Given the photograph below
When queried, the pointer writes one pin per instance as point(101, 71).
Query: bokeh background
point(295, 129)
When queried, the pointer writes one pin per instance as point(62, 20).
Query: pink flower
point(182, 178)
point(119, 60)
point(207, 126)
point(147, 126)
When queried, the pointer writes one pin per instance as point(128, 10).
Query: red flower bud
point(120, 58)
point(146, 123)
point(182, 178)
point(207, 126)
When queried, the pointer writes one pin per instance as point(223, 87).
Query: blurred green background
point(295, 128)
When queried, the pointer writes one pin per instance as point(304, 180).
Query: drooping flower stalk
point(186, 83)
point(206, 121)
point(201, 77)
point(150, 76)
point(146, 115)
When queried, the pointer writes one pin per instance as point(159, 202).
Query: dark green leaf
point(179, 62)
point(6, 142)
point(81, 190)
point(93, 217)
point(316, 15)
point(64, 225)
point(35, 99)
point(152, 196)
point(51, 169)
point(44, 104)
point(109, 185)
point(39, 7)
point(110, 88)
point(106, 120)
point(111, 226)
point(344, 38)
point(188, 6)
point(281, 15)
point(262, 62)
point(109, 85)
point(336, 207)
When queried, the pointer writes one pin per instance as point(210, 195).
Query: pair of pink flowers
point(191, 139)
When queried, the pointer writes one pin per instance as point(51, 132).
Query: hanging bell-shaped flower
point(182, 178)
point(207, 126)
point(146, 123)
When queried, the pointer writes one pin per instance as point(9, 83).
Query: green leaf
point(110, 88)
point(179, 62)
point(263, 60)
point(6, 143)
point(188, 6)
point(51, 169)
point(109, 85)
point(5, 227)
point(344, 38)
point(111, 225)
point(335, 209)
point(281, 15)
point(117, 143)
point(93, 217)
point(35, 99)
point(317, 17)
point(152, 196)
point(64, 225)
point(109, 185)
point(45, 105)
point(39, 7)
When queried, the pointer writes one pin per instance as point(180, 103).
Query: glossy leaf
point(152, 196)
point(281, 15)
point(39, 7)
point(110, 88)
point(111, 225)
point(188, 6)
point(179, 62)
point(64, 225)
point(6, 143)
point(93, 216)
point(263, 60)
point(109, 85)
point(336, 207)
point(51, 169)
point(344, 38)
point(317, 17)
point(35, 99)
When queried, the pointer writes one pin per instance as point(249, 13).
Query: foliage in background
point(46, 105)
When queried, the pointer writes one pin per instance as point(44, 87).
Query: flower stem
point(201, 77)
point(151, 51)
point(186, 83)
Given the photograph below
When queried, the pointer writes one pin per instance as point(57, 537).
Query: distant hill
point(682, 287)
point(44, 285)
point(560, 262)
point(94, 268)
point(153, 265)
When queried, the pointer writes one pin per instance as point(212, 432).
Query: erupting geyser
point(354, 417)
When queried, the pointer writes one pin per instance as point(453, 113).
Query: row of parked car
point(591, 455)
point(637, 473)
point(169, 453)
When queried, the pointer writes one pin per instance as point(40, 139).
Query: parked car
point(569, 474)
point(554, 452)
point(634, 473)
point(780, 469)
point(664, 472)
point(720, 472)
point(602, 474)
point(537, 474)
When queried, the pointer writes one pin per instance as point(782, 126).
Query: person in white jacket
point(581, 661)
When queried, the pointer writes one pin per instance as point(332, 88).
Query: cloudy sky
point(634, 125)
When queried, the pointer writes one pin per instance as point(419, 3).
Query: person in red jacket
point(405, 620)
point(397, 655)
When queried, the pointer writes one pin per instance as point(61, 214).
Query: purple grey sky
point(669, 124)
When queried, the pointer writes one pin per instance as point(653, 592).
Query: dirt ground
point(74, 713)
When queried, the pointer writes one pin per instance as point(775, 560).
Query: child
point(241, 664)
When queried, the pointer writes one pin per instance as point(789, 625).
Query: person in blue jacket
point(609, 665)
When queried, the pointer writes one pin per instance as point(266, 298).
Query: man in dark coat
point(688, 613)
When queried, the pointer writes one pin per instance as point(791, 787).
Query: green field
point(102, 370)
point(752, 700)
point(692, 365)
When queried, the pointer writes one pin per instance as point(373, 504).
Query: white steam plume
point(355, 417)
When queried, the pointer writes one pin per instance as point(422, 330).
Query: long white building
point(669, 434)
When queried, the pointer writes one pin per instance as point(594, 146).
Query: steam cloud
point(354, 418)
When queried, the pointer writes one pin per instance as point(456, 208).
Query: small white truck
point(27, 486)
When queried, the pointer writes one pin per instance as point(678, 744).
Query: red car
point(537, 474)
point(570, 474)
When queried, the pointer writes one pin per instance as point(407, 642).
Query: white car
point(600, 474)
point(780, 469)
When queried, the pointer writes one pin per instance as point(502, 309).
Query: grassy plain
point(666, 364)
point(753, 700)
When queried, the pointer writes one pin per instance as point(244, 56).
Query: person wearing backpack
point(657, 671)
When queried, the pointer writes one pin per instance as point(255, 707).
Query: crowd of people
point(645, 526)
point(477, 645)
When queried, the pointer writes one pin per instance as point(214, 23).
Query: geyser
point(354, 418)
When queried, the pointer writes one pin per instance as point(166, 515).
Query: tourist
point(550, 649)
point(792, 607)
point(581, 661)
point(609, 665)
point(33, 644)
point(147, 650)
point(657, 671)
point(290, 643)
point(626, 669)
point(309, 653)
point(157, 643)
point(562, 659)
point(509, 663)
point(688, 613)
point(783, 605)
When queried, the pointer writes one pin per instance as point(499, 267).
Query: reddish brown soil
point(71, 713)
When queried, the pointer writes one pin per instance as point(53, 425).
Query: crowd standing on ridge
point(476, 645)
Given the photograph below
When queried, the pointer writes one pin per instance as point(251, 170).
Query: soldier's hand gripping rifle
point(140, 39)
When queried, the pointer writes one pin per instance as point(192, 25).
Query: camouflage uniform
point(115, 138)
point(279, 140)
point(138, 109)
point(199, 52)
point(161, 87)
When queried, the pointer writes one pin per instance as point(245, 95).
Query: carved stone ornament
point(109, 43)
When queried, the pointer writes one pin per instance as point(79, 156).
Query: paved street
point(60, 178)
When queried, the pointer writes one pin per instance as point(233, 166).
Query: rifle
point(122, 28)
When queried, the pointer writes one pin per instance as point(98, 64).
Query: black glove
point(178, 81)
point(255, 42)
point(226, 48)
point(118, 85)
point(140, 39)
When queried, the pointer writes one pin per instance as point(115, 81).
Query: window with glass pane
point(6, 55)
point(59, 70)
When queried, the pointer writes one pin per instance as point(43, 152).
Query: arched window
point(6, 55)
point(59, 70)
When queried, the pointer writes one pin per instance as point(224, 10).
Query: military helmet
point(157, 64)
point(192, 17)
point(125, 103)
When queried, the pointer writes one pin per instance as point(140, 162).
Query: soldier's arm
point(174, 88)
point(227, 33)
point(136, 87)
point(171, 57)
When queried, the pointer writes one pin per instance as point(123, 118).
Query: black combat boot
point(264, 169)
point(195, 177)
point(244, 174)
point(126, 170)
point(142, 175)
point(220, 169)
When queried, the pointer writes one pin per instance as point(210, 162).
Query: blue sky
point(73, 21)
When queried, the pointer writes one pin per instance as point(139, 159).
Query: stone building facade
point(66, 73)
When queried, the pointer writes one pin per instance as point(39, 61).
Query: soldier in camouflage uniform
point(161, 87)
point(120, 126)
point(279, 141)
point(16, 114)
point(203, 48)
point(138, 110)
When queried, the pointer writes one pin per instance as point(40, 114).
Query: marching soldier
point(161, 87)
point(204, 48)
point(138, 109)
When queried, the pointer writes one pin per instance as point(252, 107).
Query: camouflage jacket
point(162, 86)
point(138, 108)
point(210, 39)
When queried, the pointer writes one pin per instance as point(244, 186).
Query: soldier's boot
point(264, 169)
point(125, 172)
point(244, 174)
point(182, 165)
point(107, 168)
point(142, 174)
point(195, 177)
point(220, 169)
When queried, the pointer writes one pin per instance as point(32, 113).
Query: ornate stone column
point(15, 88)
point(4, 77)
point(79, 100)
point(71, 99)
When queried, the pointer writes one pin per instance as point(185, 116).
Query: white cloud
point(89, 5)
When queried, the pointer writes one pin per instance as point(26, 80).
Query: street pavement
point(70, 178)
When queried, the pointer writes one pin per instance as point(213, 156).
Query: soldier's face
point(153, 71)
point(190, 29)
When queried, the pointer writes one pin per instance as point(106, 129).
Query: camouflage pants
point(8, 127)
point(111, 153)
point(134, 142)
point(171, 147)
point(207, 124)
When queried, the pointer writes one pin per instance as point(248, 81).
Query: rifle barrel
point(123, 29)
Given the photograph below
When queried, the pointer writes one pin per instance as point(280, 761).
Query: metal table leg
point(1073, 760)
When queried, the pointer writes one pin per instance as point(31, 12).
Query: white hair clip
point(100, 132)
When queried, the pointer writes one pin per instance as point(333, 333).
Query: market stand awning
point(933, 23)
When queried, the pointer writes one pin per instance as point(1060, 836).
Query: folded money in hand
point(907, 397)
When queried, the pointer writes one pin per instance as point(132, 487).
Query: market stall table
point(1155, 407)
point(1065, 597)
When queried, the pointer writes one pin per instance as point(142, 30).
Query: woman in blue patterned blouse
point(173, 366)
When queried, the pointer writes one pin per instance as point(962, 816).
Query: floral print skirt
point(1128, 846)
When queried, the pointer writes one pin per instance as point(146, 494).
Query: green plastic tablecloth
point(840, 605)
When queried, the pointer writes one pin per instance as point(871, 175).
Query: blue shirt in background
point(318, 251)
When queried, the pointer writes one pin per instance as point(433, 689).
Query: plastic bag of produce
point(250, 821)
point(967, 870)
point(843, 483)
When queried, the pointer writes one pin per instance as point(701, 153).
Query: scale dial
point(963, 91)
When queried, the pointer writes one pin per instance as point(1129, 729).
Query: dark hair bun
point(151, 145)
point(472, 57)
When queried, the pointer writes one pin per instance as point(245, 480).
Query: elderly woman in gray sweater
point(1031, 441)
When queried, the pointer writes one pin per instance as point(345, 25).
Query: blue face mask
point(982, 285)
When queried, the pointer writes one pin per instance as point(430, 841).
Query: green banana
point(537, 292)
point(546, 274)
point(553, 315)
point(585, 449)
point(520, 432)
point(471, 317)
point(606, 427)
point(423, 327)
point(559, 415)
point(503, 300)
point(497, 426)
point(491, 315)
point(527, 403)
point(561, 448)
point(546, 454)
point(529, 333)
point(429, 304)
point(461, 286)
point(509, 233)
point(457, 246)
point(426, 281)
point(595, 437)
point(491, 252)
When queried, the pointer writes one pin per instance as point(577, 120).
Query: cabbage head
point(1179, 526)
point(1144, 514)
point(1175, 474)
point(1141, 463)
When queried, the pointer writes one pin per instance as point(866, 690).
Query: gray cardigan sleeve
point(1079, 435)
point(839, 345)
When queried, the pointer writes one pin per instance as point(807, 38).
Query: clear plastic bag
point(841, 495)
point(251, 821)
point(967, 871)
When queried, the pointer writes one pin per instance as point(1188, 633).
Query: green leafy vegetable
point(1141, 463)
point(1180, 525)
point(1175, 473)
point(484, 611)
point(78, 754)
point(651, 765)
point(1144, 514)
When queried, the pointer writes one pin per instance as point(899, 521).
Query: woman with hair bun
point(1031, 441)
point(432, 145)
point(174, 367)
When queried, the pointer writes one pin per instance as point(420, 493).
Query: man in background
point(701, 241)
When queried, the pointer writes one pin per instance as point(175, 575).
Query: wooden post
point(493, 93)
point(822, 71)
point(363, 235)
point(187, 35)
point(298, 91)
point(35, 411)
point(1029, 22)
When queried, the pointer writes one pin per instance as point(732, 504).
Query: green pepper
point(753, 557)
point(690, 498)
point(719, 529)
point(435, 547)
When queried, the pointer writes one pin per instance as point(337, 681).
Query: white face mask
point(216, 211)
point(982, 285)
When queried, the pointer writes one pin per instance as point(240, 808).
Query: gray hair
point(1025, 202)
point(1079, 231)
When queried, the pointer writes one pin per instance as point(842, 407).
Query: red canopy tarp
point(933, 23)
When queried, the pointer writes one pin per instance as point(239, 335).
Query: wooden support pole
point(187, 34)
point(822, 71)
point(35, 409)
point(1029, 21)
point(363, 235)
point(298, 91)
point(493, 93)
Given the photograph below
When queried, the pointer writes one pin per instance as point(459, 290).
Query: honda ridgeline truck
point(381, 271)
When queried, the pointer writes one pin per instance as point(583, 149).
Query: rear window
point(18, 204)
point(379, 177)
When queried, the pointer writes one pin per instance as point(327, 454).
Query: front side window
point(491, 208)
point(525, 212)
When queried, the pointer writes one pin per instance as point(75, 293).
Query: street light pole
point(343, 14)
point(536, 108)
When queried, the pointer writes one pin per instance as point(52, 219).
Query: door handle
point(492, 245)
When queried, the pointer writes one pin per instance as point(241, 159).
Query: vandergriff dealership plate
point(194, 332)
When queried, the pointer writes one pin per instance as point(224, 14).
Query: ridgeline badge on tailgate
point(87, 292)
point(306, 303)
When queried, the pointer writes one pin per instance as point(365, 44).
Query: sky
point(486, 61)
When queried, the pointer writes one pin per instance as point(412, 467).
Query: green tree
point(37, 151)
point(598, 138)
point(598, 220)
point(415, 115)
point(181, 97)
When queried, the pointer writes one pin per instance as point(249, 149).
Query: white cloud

The task: Rescale the entries from the start through the line holding "point(191, 139)", inclusive. Write out every one of those lines again, multiplying only the point coordinates in the answers by 2.5 and rounding them to whole numbers, halves up.

Reply:
Given the photograph below
When queried, the pointer writes one pin per instance as point(101, 71).
Query: bokeh background
point(738, 323)
When queried, the pointer writes one pin per instance as point(62, 20).
Query: pink flower
point(455, 445)
point(298, 150)
point(518, 315)
point(368, 315)
When queried, the pointer writes one pin per instance as point(128, 10).
Query: red flower bud
point(300, 145)
point(365, 308)
point(455, 445)
point(518, 315)
When queried, the pointer writes one pin per instance as point(223, 87).
Query: blurred green background
point(738, 320)
When queried, the pointer writes one pin per instance as point(304, 180).
Query: drooping flower stalk
point(465, 208)
point(515, 303)
point(503, 193)
point(375, 190)
point(365, 288)
When queried, the pointer writes one pin per instance as point(159, 202).
Query: dark green leaf
point(448, 155)
point(15, 355)
point(203, 475)
point(233, 543)
point(790, 38)
point(160, 563)
point(88, 248)
point(380, 490)
point(128, 423)
point(110, 260)
point(273, 463)
point(98, 18)
point(275, 220)
point(265, 300)
point(278, 565)
point(860, 95)
point(470, 15)
point(703, 38)
point(655, 155)
point(273, 213)
point(840, 518)
When queried, the pointer writes one pin per instance as point(210, 195).
Query: pair of pink flowers
point(478, 348)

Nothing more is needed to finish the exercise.